◆ PAGE EXTRACT
━━━━
Posted on January 31, 2013 at 6:23 pm

A little bit “Goodfellas” and a little bit “Ferris Bueller’s Day Off,” this is a life-in-a-day story about aging criminals.  Unlike Ferris, these guys have had too many days off and are very happy to return to their old haunts and activities.

Val (Al Pacino) gets out of prison after 28 years.  He has been a “stand up guy.”  He never told on his friends.  One of those friends is there to pick him up, still in the same car he had back when Val went away.  They greet each other warmly. “You look like s***.”  “You look worse.”  A brief hug feels “weird.”  But that’s just their way of saying how glad they are to see each other.

Val is eager to get back in the game, meaning food, alcohol, girls, and stirring up trouble.  But he is not the only one whose life has been on hold.  Doc has been waiting for Val to get out of prison because he he missed his friend but also because he has a job to do.  A thuggish and brutal crime boss named Claphands (Mark Margolis) has a hit out on Val and he insists that Doc be the one to do it.  Val wants to live it up because he just got out of prison.  Doc wants to help him live it up because he will have just one more night before he is killed.  Val gets the picture pretty quickly.

So, they round up their old friend Hirsch (Alan Arkin), who is in a nursing home breathing from an oxygen tank and steal a car that happens to belong to two other thugs known for their brutality (“These are the kind of guys who take your kidney and don’t even sell it”).  They go out for an outrageous joyride that includes a couple of visits to a sympathetic madam (Lucy Punch), some big meals, a bit of breaking and entering and light robbery, a visit to the emergency room for a very intimate procedure assisted by a nurse they knew when she was a child (Julianna Margulies of “A Good Wife”), a game of pool, a poignant but courtly slow dance that seems directly lifted from Pacino’s own “Scent of a Woman,” an impromptu burial, some revenge beat-downs, some thoughts about life and aging and  a friendly young waitress with beautiful eyes.  “It’s like the old days,” says Hirsch.  “No, it’s better.  This time, we can appreciate it.”
━━━━
◆ GIVEN RECORDS
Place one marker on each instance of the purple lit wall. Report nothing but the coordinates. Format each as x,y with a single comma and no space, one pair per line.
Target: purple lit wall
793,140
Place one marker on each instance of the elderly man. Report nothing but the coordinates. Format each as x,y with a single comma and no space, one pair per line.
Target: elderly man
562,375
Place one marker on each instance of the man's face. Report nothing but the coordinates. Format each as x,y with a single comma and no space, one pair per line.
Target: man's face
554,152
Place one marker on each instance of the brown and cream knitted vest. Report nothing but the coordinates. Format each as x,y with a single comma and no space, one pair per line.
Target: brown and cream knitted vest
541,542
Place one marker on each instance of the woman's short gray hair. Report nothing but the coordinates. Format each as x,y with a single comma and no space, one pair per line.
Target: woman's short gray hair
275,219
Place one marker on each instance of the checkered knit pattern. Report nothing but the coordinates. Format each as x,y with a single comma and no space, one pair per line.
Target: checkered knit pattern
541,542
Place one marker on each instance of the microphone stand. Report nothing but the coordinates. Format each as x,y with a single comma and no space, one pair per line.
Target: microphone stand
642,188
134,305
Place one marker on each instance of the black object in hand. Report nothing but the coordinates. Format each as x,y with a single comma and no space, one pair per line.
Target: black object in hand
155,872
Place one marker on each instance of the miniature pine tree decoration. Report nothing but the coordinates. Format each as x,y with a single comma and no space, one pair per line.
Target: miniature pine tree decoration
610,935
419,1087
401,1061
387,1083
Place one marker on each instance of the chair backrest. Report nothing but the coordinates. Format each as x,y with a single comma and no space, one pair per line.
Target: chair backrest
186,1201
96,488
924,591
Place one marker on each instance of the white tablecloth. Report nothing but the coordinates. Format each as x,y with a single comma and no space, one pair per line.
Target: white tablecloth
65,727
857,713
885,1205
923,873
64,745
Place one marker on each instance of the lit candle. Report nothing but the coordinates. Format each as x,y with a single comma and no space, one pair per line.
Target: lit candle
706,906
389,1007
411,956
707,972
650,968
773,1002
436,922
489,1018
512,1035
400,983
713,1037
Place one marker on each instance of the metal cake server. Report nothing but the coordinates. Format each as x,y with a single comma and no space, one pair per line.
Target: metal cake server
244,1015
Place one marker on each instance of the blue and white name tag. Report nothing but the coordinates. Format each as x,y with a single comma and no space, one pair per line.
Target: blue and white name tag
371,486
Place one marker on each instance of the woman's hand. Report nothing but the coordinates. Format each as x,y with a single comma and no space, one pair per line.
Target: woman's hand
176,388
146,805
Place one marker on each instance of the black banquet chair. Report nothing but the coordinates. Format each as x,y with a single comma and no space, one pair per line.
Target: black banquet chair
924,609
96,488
━━━━
◆ STATED PROBLEM
Rewrite the movie review passage starting with "Posted on January" and going on through "haunts and activities.", substituting "gangsters" for "criminals". The records aren't needed for this work.

◆ CORRECT OUTPUT
Posted on January 31, 2013 at 6:23 pm

A little bit “Goodfellas” and a little bit “Ferris Bueller’s Day Off,” this is a life-in-a-day story about aging gangsters.  Unlike Ferris, these guys have had too many days off and are very happy to return to their old haunts and activities.